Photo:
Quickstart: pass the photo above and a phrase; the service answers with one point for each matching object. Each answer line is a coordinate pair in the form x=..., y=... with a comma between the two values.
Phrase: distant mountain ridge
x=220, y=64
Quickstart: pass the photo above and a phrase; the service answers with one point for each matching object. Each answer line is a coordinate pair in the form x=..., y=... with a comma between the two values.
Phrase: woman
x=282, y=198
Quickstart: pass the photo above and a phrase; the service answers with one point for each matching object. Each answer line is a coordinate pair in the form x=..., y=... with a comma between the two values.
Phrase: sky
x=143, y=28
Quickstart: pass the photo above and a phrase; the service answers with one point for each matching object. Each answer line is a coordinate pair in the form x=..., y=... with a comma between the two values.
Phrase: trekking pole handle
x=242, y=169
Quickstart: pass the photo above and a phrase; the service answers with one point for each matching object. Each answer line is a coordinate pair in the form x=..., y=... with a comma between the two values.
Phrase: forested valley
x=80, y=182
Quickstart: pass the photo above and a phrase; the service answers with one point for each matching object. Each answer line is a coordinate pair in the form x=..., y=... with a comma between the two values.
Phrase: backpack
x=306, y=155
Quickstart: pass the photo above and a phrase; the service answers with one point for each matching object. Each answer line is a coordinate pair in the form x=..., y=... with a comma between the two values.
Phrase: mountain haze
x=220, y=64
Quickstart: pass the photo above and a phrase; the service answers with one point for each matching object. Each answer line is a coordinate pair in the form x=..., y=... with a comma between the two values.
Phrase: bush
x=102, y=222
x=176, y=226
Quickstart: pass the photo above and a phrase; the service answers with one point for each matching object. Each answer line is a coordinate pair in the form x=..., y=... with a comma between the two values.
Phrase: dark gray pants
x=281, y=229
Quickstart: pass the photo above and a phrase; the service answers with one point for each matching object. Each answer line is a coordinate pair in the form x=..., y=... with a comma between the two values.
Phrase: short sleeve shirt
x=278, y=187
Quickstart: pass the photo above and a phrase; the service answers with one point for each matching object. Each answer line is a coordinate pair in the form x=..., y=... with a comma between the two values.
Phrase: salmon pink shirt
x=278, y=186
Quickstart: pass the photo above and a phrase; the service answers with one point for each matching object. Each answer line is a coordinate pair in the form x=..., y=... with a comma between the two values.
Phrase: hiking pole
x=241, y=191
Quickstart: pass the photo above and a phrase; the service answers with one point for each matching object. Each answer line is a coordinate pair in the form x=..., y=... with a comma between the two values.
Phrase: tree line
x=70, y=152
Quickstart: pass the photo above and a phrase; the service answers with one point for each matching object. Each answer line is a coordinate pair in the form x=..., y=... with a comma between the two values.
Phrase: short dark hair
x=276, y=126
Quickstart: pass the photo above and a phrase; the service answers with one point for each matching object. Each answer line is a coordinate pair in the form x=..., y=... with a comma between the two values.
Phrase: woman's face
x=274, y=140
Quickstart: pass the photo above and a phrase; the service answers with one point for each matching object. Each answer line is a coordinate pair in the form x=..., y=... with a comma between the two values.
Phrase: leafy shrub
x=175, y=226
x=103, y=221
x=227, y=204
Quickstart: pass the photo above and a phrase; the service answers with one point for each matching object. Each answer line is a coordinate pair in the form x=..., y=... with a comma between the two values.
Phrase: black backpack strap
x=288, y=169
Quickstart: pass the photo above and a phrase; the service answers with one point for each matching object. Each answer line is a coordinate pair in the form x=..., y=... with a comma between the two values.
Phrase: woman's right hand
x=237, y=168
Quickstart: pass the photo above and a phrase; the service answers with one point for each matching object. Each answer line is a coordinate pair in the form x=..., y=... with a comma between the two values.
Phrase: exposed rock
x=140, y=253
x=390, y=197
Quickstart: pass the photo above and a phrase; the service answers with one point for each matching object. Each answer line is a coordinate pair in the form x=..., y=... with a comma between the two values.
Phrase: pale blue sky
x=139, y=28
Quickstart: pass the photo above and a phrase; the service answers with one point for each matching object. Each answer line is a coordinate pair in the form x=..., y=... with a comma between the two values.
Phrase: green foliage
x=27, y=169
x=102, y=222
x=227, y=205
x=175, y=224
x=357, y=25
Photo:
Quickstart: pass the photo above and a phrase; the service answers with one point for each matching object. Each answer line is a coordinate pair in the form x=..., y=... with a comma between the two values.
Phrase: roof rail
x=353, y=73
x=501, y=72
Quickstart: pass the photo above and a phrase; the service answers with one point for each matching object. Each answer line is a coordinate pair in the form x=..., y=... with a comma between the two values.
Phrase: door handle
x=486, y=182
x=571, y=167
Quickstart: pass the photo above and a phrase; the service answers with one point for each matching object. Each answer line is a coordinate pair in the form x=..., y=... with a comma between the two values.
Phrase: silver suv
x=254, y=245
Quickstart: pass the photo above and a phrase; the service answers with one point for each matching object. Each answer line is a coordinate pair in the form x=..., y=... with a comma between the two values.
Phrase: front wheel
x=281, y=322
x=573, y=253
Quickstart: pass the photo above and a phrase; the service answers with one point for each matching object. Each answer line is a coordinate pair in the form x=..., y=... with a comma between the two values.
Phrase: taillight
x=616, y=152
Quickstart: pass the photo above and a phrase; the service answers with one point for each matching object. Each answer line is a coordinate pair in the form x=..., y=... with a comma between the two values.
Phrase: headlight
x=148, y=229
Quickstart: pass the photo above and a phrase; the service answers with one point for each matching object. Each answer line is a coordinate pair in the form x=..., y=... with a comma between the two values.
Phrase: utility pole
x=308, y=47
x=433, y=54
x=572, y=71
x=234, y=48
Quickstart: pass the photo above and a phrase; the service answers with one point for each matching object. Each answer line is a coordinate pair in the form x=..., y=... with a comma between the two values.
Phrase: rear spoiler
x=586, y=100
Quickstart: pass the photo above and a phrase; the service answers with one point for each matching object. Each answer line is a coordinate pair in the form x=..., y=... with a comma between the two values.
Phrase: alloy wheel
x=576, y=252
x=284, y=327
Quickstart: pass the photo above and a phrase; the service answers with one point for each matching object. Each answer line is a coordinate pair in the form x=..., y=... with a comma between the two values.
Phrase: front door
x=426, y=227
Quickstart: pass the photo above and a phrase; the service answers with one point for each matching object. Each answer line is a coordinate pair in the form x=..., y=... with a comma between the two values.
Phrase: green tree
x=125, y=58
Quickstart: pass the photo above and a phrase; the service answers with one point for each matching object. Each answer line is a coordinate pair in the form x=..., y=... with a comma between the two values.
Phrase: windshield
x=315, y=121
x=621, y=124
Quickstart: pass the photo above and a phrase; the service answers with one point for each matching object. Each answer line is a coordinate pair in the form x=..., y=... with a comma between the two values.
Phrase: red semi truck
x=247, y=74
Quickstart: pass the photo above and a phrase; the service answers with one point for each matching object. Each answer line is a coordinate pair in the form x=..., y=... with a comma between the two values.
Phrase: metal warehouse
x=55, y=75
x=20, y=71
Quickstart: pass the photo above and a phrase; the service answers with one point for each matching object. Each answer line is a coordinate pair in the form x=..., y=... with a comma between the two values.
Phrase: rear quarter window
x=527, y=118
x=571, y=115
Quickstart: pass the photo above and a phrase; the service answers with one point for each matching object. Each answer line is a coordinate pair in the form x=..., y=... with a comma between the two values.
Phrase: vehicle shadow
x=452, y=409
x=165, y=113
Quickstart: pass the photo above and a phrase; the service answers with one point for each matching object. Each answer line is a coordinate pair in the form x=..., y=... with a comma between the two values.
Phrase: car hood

------------------------------------------------

The records above should be given again in full, exactly as written.

Photo:
Quickstart: pass the photo above and a phrase; the service answers with one point for each matching object. Each answer line is a coordinate pair in the form x=..., y=... with a comma between the two values.
Phrase: distant mountain ridge
x=220, y=64
Quickstart: pass the photo above and a phrase; the service answers with one point for each matching object. Each answer line is a coordinate pair in the form x=..., y=... with a comma between the two values.
Phrase: woman
x=282, y=198
Quickstart: pass the photo above and a phrase; the service answers with one point for each matching object. Each answer line is a coordinate pair in the form x=..., y=... with a comma between the two values.
Phrase: sky
x=143, y=28
Quickstart: pass the photo above and a phrase; the service answers with one point for each matching object. Each answer line is a coordinate pair in the form x=..., y=... with a comma between the two values.
Phrase: trekking pole handle
x=242, y=169
Quickstart: pass the photo above and a phrase; the service answers with one point for each matching object. Each answer line is a coordinate pair in the form x=..., y=... with a comma between the two values.
Phrase: forested valley
x=80, y=182
Quickstart: pass the photo above and a phrase; the service answers with one point for each matching object. Each answer line is a coordinate pair in the form x=..., y=... with a comma between the two values.
Phrase: backpack
x=306, y=155
Quickstart: pass the photo above and a phrase; the service answers with one point for each matching object. Each answer line is a coordinate pair in the form x=..., y=... with a comma between the two values.
Phrase: mountain haze
x=220, y=64
Quickstart: pass the photo above and a phrase; the service answers with one point for each matching object. Each answer line is a coordinate pair in the form x=..., y=... with a comma between the two values.
Phrase: bush
x=102, y=222
x=176, y=226
Quickstart: pass the photo above and a phrase; the service answers with one point for each matching object. Each answer line is a coordinate pair in the form x=..., y=... with a comma between the two values.
Phrase: dark gray pants
x=281, y=229
Quickstart: pass the photo above and a phrase; the service answers with one point for each matching object. Each answer line is a coordinate pair in the form x=..., y=... with a comma between the two values.
Phrase: short sleeve shirt
x=278, y=187
Quickstart: pass the photo above and a phrase; the service answers with one point for each matching object. Each answer line is a coordinate pair in the form x=..., y=... with a comma between the two values.
Phrase: salmon pink shirt
x=278, y=186
Quickstart: pass the photo above and a phrase; the service answers with one point for each matching object. Each answer line is a coordinate pair in the form x=..., y=... with a comma between the two values.
Phrase: hiking pole
x=241, y=191
Quickstart: pass the photo above and a phrase; the service answers with one point for each matching object. Each answer line is a coordinate pair in the form x=..., y=... with a comma between the two values.
Phrase: tree line
x=70, y=152
Quickstart: pass the photo above and a phrase; the service answers with one point for each matching object. Each answer line is a coordinate pair in the form x=..., y=... with a comma between the two values.
Phrase: short dark hair
x=276, y=126
Quickstart: pass the photo above and a phrase; the service answers with one point for each matching object. Each answer line is a coordinate pair in the form x=..., y=... with a comma between the two values.
Phrase: woman's face
x=274, y=140
Quickstart: pass the photo above and a phrase; the service answers with one point for each matching object. Each answer line is a coordinate pair in the form x=..., y=... with a comma between the two values.
Phrase: leafy shrub
x=175, y=226
x=103, y=221
x=227, y=204
Quickstart: pass the photo above and a phrase; the service answers with one point for each matching object. Each answer line is a coordinate pair in the form x=..., y=... with a comma between the two values.
Phrase: black backpack strap
x=288, y=169
Quickstart: pass the photo above and a phrase; the service answers with one point for each matching object. Each answer line is a coordinate pair in the form x=..., y=... with a comma between the two values.
Phrase: woman's right hand
x=237, y=168
Quickstart: pass the photo above and a phrase; the service answers with one point for each matching object. Each answer line is a coordinate pair in the form x=..., y=... with a comma between the two values.
Phrase: exposed rock
x=140, y=253
x=390, y=197
Quickstart: pass the photo above and a phrase; the service answers with one point for each matching object. Each answer line is a coordinate pair in the form x=..., y=... with a comma between the two values.
Phrase: pale blue sky
x=139, y=28
Quickstart: pass the photo above and a phrase; the service answers with one point for each matching object. Each answer line is a coordinate pair in the form x=..., y=... with a comma between the two values.
Phrase: green foliage
x=27, y=169
x=102, y=222
x=227, y=205
x=175, y=224
x=357, y=25
Photo:
Quickstart: pass the photo above and a phrase; the service answers with one point for each matching object. Each answer line is a coordinate pair in the form x=..., y=... with a comma between the two values.
Phrase: roof rail
x=353, y=73
x=501, y=72
Quickstart: pass the photo above and a phrase; the service answers with one point for each matching object. Each answer line is a coordinate pair in the form x=..., y=... with a comma between the two values.
Phrase: door handle
x=486, y=182
x=571, y=167
Quickstart: pass the photo above and a phrase; the service answers with one point for each matching object. Each answer line is a coordinate pair in the form x=..., y=... with a comma between the two values.
Phrase: silver suv
x=254, y=245
Quickstart: pass the photo above and a phrase; the service answers with one point for each matching object. Each answer line is a coordinate pair in the form x=..., y=... with a comma between the two values.
Phrase: front wheel
x=281, y=322
x=573, y=253
Quickstart: pass the photo above and a phrase; the service answers with one point for each matching object. Each answer line is a coordinate pair in the form x=..., y=... with a comma between the two values.
Phrase: taillight
x=616, y=152
Quickstart: pass the photo above and a phrase; the service answers with one point for each matching object. Each answer line is a coordinate pair in the form x=..., y=... with a comma between the two values.
Phrase: headlight
x=148, y=229
Quickstart: pass the photo above and a phrase; the service answers with one point for each matching object. Each answer line is a coordinate pair in the form x=..., y=... with a comma between the two values.
Phrase: utility pole
x=308, y=47
x=433, y=54
x=572, y=71
x=234, y=48
Quickstart: pass the photo above and a phrase; the service answers with one point for each matching object. Each answer line is a coordinate pair in the form x=..., y=... with a comma between the two values.
Phrase: rear spoiler
x=586, y=100
Quickstart: pass the photo above and a phrase; the service answers with one point for each matching object. Each answer line is a coordinate pair in the form x=..., y=... with a comma between the two values.
Phrase: alloy wheel
x=576, y=252
x=284, y=327
Quickstart: pass the photo above and a phrase; the service answers with one point for each matching object. Each answer line is a coordinate pair in the form x=..., y=... with a comma between the two values.
Phrase: front door
x=426, y=227
Quickstart: pass the photo above and a phrase; the service answers with one point for each matching object. Each answer line is a coordinate pair in the form x=..., y=... with a comma between the two values.
Phrase: green tree
x=125, y=58
Quickstart: pass the photo above and a phrase; the service answers with one point for each matching object. Each answer line is a coordinate pair in the form x=..., y=... with a comma between the two values.
Phrase: windshield
x=315, y=121
x=621, y=124
Quickstart: pass the photo above and a phrase; the service answers with one point for each matching object. Each answer line is a coordinate pair in the form x=..., y=... with a comma between the two values.
Phrase: red semi truck
x=247, y=74
Quickstart: pass the photo above and a phrase; the service answers with one point for each matching object. Each answer line is a coordinate pair in the form x=..., y=... with a comma between the two values.
Phrase: metal warehouse
x=55, y=75
x=20, y=71
Quickstart: pass the photo above and a phrase; the service answers with one point for each matching object. Each answer line is a coordinate pair in the form x=..., y=... with a comma between the two values.
Phrase: rear quarter window
x=527, y=118
x=571, y=115
Quickstart: pass the photo above and a phrase; the service answers with one point for each matching object. Each answer line is a coordinate pair in the form x=..., y=... with a comma between the two values.
Phrase: vehicle shadow
x=452, y=409
x=165, y=113
Quickstart: pass the photo above and a phrase; the service answers with one point for each matching object. Each answer line is a coordinate pair in the form x=..., y=... with a comma between the two values.
Phrase: car hood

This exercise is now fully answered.